▶ Task objective: Duplicate the following note on the Alcotest testing extension word for word, from start to finish.

▶ Excerpt provided:

I did a bit of work toward these goals. This is a lot of code (~2000 lines), all of it as a layer on top of the Alcotest library. The code, for now, is kept within the semgrep project at https://github.com/semgrep/semgrep/tree/develop/libs/alcotest_ext. Given its size and complexity, it should probably not be merged into the main Alcotest project but I'm still up for it. The current status is "alpha" in the sense that many features will need to be adjusted after we use it. The visual output is a bit of a mess.

Here's what was implemented and works:

  • 3 subcommands: run, status, approve. All 3 write or read the status of tests stored on disk.
  • "xfail" results = tests that are expected to fail. A completed test is in 1 of 4 classes: PASS, XFAIL, FAIL, XPASS (same terminology as pytest).
  • capturing and comparing output against expectations (stdout, stderr, merged stdout/sderr, separate stdout/stderr, none).
  • a test is now a record created with a function that takes a bunch of optional arguments. The required arguments are the test name and the test function.
  • hierarchical categories. These are nice to keep things organized and easy to filter, as well as to avoid name clashes.
  • run --lazy: only reruns the tests that previously failed. Useful when working on fixing a small number of tests.
  • unique test IDs: these are hashes of the full test name (category + name) with a low chance of accidental collision. Makes file names meaningless but compact. Allows easy filtering by specifying the test ID e.g. run -s d84498857f5e.

▶ Recorded data:
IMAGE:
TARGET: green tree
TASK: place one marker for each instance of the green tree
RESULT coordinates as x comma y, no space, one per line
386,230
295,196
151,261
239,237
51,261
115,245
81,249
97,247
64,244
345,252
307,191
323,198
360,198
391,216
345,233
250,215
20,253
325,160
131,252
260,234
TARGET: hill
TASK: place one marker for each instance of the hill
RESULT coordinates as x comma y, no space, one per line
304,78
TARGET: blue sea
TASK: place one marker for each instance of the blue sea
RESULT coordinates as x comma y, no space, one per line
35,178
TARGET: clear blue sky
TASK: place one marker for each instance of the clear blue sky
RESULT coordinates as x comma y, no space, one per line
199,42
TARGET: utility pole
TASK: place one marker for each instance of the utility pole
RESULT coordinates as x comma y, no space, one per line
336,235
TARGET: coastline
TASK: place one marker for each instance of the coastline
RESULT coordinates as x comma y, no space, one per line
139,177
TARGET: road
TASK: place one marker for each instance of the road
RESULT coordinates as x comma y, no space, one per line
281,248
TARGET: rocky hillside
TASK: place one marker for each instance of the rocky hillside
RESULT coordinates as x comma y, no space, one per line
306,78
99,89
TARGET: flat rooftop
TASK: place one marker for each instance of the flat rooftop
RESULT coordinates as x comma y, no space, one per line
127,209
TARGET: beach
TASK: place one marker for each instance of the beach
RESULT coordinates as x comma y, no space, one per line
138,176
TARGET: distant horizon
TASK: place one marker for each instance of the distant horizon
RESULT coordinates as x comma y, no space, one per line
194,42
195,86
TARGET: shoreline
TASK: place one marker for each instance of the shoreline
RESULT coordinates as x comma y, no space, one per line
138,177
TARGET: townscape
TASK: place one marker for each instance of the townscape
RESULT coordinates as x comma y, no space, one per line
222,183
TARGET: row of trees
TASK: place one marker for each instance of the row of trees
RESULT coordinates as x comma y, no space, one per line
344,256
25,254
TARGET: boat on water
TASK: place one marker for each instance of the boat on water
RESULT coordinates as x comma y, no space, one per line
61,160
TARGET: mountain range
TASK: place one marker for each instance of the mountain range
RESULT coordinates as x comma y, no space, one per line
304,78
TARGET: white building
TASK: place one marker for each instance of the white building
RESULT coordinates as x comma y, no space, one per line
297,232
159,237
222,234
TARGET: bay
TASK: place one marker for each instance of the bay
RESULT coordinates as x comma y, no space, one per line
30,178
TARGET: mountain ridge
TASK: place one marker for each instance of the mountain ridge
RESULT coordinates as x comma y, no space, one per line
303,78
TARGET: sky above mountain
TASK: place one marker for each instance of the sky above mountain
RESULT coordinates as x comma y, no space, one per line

▶ Final answer:
I did a bit of work toward these goals. This is a lot of code (~2000 lines), all of it as a layer on top of the Alcotest library. The code, for now, is kept within the semgrep project at https://github.com/semgrep/semgrep/tree/develop/libs/alcotest_ext. Given its size and complexity, it should probably not be merged into the main Alcotest project but I'm still up for it. The current status is "alpha" in the sense that many features will need to be adjusted after we use it. The visual output is a bit of a mess.

Here's what was implemented and works:

  • 3 subcommands: run, status, approve. All 3 write or read the status of tests stored on disk.
  • "xfail" results = tests that are expected to fail. A completed test is in 1 of 4 classes: PASS, XFAIL, FAIL, XPASS (same terminology as pytest).
  • capturing and comparing output against expectations (stdout, stderr, merged stdout/sderr, separate stdout/stderr, none).
  • a test is now a record created with a function that takes a bunch of optional arguments. The required arguments are the test name and the test function.
  • hierarchical categories. These are nice to keep things organized and easy to filter, as well as to avoid name clashes.
  • run --lazy: only reruns the tests that previously failed. Useful when working on fixing a small number of tests.
  • unique test IDs: these are hashes of the full test name (category + name) with a low chance of accidental collision. Makes file names meaningless but compact. Allows easy filtering by specifying the test ID e.g. run -s d84498857f5e.